*What this task involves:*
Determine how many of the lines below contain the word "tree". Reply with only that number.

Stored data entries

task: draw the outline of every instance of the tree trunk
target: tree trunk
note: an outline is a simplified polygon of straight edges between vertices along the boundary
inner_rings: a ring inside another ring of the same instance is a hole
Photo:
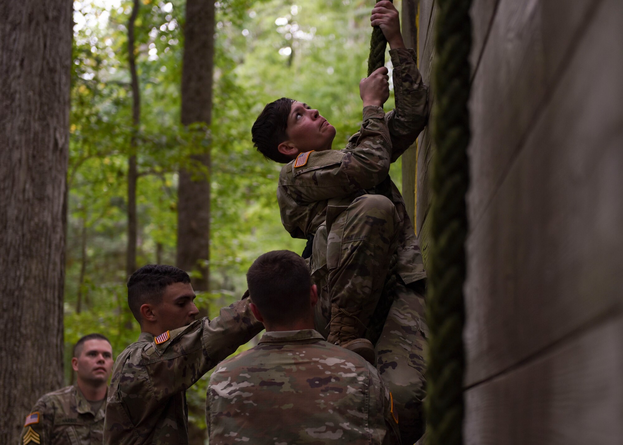
[[[76,297],[76,313],[82,310],[82,295],[84,277],[87,272],[87,219],[82,218],[82,233],[80,236],[80,277],[78,279],[78,295]]]
[[[188,0],[184,28],[182,123],[209,125],[214,55],[214,0]],[[191,161],[204,172],[181,170],[178,186],[178,267],[199,272],[196,290],[207,290],[210,258],[210,148]]]
[[[214,1],[187,0],[184,27],[184,60],[182,67],[181,120],[184,125],[212,120],[212,85],[214,57]],[[178,267],[194,272],[195,290],[206,291],[209,286],[210,259],[210,148],[191,157],[197,168],[181,169],[178,186]],[[202,171],[198,171],[199,170]],[[201,315],[207,315],[202,308]],[[188,410],[200,419],[205,408],[189,403]],[[203,445],[206,431],[188,425],[191,445]]]
[[[14,444],[63,380],[72,2],[0,9],[0,443]]]
[[[130,156],[128,159],[128,249],[126,257],[126,274],[129,277],[136,269],[136,146],[138,127],[141,120],[141,95],[138,89],[138,75],[135,55],[134,24],[140,7],[138,0],[134,0],[132,14],[128,21],[128,60],[132,77],[132,135],[130,140]]]

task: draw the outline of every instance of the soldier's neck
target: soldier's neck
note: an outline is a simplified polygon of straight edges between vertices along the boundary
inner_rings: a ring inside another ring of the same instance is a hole
[[[267,332],[279,332],[282,331],[300,331],[303,329],[315,329],[313,324],[313,317],[297,320],[287,324],[271,324],[264,320],[264,327]]]
[[[78,378],[77,381],[78,388],[80,388],[82,395],[84,396],[84,398],[87,400],[92,402],[102,400],[106,397],[106,390],[108,388],[107,383],[106,381],[103,381],[96,385],[89,381],[85,381],[80,378]]]

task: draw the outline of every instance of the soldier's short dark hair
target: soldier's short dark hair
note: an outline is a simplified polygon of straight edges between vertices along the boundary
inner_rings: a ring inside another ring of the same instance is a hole
[[[175,266],[148,264],[135,272],[128,280],[128,305],[139,324],[142,323],[141,306],[146,303],[157,304],[162,300],[164,289],[175,283],[189,283],[188,274]]]
[[[312,279],[305,261],[290,251],[261,255],[247,272],[251,301],[264,319],[290,324],[307,314]]]
[[[277,147],[288,139],[288,116],[294,100],[282,97],[264,107],[251,128],[253,145],[267,159],[287,164],[292,160]]]
[[[105,337],[102,334],[98,333],[92,333],[87,334],[83,337],[81,337],[80,340],[76,342],[76,344],[74,345],[74,357],[77,357],[78,355],[82,353],[82,347],[84,346],[84,342],[89,340],[105,340],[109,343],[110,340],[107,338]]]

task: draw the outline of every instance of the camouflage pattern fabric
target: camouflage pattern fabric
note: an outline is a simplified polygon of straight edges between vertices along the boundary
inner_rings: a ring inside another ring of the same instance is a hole
[[[264,328],[245,299],[169,332],[156,344],[143,332],[113,369],[104,424],[108,445],[188,443],[186,390]]]
[[[330,206],[349,205],[362,194],[374,193],[389,166],[415,141],[428,119],[428,87],[416,64],[412,49],[389,51],[396,108],[387,114],[379,107],[366,107],[359,131],[341,150],[313,151],[305,165],[285,165],[279,175],[277,201],[282,222],[295,238],[318,235],[330,218]],[[402,197],[393,183],[388,193],[401,221],[396,254],[397,271],[405,283],[426,277],[413,225]],[[333,211],[335,211],[335,210]],[[318,262],[313,267],[322,267]]]
[[[376,368],[394,396],[404,444],[419,439],[425,426],[422,400],[428,327],[423,286],[418,284],[406,285],[397,280],[395,299],[375,348]]]
[[[27,417],[19,445],[101,445],[105,409],[105,400],[94,411],[77,386],[48,393]]]
[[[313,330],[267,332],[210,378],[210,445],[398,443],[376,369]]]
[[[399,401],[397,408],[404,443],[412,444],[421,435],[422,428],[421,400],[425,380],[421,350],[425,340],[421,332],[411,333],[411,337],[405,335],[414,329],[416,321],[425,326],[424,301],[413,289],[418,282],[423,282],[426,272],[404,201],[393,183],[389,192],[383,193],[389,195],[393,209],[383,196],[377,195],[383,214],[381,218],[381,211],[373,209],[374,206],[362,208],[360,205],[356,216],[351,213],[353,230],[347,231],[344,236],[350,218],[349,208],[359,205],[357,199],[369,200],[378,193],[374,188],[387,177],[391,163],[413,143],[427,119],[427,88],[422,83],[414,52],[394,49],[390,55],[394,64],[396,110],[386,115],[380,107],[366,107],[361,128],[349,139],[346,148],[312,152],[301,167],[294,167],[293,163],[284,166],[279,177],[277,199],[282,222],[293,237],[306,239],[308,235],[315,236],[309,264],[312,281],[319,290],[315,324],[325,337],[331,303],[351,305],[351,308],[367,305],[368,312],[374,310],[380,292],[379,283],[382,285],[387,277],[391,249],[394,249],[399,279],[394,290],[396,300],[376,345],[378,368]],[[371,217],[368,226],[364,227],[366,223],[362,222],[357,227],[354,219],[366,221],[366,213]],[[378,229],[376,232],[370,225],[372,221]],[[361,231],[360,235],[357,230]],[[366,233],[371,235],[367,239],[358,239]],[[363,249],[361,258],[353,262],[348,247],[361,241],[372,247]],[[374,253],[381,248],[381,254]],[[351,267],[353,264],[358,267]],[[338,288],[332,289],[335,286]],[[340,294],[342,296],[338,298]],[[346,301],[349,299],[350,302]],[[404,316],[399,317],[401,313]],[[407,345],[405,338],[411,339],[411,343]],[[413,366],[416,362],[420,365]]]

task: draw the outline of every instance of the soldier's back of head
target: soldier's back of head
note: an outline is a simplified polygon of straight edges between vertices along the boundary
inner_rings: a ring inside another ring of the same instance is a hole
[[[316,331],[267,333],[213,373],[210,443],[381,443],[381,391],[374,368]]]

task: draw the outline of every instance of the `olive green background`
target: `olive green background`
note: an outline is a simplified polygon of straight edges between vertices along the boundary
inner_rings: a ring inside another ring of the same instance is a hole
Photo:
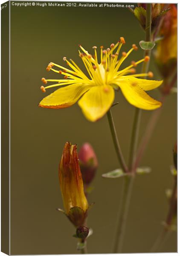
[[[95,204],[88,224],[94,233],[88,240],[89,253],[110,253],[122,180],[107,180],[102,174],[119,166],[106,116],[95,123],[87,121],[77,104],[62,110],[43,109],[38,104],[45,96],[40,90],[41,77],[55,78],[46,72],[52,61],[64,64],[64,56],[83,68],[78,57],[81,44],[108,47],[124,36],[127,51],[144,38],[137,20],[127,8],[11,6],[11,253],[76,253],[75,229],[57,212],[63,208],[58,166],[67,141],[78,147],[88,141],[94,147],[99,168],[90,203]],[[139,49],[125,63],[143,56]],[[139,68],[140,68],[139,67]],[[150,70],[161,78],[153,58]],[[60,76],[60,75],[59,75]],[[150,92],[156,99],[158,90]],[[119,104],[112,109],[118,137],[128,159],[134,108],[116,93]],[[152,112],[143,111],[140,135]],[[141,166],[152,172],[135,180],[128,216],[123,252],[148,252],[162,228],[168,203],[165,190],[171,188],[170,172],[177,137],[177,98],[167,97],[161,115]],[[176,233],[161,252],[177,251]]]

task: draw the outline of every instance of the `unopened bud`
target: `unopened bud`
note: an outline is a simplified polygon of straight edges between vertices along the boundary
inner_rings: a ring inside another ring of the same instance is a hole
[[[98,167],[96,156],[92,146],[87,143],[83,145],[78,155],[83,182],[88,185],[94,178]]]
[[[76,236],[78,238],[85,239],[89,234],[89,228],[85,226],[80,226],[76,229]]]

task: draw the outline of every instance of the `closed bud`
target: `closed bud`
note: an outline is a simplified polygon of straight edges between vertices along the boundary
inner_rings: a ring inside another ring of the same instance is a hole
[[[78,238],[84,239],[89,234],[89,228],[86,226],[80,226],[76,229],[76,236]]]
[[[89,206],[84,191],[76,145],[66,143],[59,164],[59,178],[65,213],[75,226],[83,225]]]
[[[170,4],[165,15],[160,32],[163,38],[157,43],[156,61],[164,79],[174,73],[177,64],[177,9]]]
[[[96,154],[89,143],[83,145],[79,150],[78,157],[83,182],[88,185],[93,180],[98,165]]]

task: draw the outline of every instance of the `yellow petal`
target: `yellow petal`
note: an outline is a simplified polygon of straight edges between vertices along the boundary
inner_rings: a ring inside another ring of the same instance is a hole
[[[91,86],[84,84],[74,84],[60,88],[45,97],[39,107],[47,108],[63,108],[74,104]]]
[[[131,79],[124,81],[119,84],[124,96],[129,102],[136,108],[153,110],[160,108],[162,103],[154,99]]]
[[[139,85],[144,90],[150,90],[157,88],[162,84],[163,82],[163,80],[157,81],[146,79],[141,79],[133,76],[122,76],[118,80],[118,83],[119,83],[119,85],[123,82],[136,84],[137,85]]]
[[[86,118],[95,122],[108,111],[114,99],[114,91],[110,85],[92,87],[79,100],[78,104]]]

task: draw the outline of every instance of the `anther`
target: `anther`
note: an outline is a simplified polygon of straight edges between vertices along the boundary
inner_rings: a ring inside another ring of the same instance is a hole
[[[144,58],[144,61],[145,62],[147,62],[148,61],[149,61],[150,59],[150,58],[148,56],[146,56],[145,57],[145,58]]]
[[[50,65],[51,67],[53,67],[53,66],[54,66],[54,64],[53,62],[50,62],[50,63],[49,63],[49,64]]]
[[[42,85],[42,86],[41,87],[41,90],[43,92],[43,93],[46,92],[46,90],[45,89],[44,87],[43,86],[43,85]]]
[[[120,40],[121,42],[121,43],[122,44],[125,44],[126,42],[125,42],[125,38],[123,37],[120,37]]]
[[[132,61],[131,62],[131,65],[132,65],[134,67],[136,67],[137,66],[137,64],[136,63],[135,61]]]
[[[151,71],[149,71],[149,72],[148,72],[148,76],[149,77],[150,77],[151,78],[152,78],[154,76],[154,74]]]

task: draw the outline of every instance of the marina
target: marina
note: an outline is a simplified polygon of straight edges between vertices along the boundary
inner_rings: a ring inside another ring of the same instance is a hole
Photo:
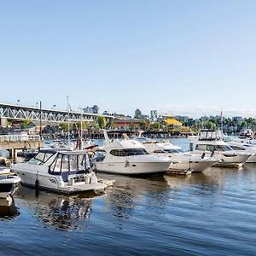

*In response:*
2